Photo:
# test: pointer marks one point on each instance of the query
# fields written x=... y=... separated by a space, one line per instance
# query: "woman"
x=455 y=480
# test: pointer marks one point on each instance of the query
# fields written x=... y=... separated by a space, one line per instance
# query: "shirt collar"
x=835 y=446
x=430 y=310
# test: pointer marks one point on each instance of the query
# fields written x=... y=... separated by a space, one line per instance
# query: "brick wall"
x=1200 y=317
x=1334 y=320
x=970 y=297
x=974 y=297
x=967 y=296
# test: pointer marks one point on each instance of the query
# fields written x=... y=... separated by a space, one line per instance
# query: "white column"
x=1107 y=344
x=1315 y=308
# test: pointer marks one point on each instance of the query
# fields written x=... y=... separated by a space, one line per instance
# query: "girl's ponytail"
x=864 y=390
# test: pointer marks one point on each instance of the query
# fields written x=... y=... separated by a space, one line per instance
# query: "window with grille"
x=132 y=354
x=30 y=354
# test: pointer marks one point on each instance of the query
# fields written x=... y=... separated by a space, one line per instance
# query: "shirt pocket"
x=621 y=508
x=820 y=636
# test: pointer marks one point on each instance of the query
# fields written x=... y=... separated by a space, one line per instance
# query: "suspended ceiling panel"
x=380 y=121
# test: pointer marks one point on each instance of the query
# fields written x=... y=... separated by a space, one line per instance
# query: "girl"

◆ Aim of the task
Could you write out all the rows again with "pointer" swapped for "cursor" and nothing else changed?

◆ Solution for this task
Photo:
# test: cursor marks one point on each instance of the query
# fields written x=... y=... separated by a space, one line per instance
# query: "woman"
x=455 y=480
# test: cursor marks one point on each instance of the query
# fields written x=... y=... separated by a space, one line per instance
# query: "shirt collar"
x=835 y=446
x=430 y=310
# test: cursor marks one point on each instance of the query
# fields written x=... y=... separated by a space, one line per instance
# query: "brick wall"
x=1200 y=317
x=1334 y=320
x=970 y=297
x=974 y=297
x=967 y=296
# test: cursor marks one point on each instance of the query
# fields written x=... y=... separated by a space, one line per instance
# query: "white column"
x=1107 y=344
x=1315 y=308
# test: cursor marks one point on each instance of the query
# fields written x=... y=... separated by a space, one line per instance
# query: "girl's ponytail"
x=864 y=390
# test: cursor marks one point on each instance of the query
# fields written x=... y=... separated by a space, one line per instance
# query: "window with grille"
x=132 y=354
x=30 y=354
# test: cursor marks one point on each instance of the query
# fields written x=... y=... separated by a space, one line per instance
# query: "shirt pocket"
x=621 y=508
x=820 y=636
# test: cursor marks one point on each instance of the query
# fields written x=... y=... separated by a space, one line per instance
# query: "suspended ceiling panel"
x=380 y=121
# test: cursor marks one point on each instance of the query
# fields written x=... y=... separated by a space, one line per instance
# query: "girl"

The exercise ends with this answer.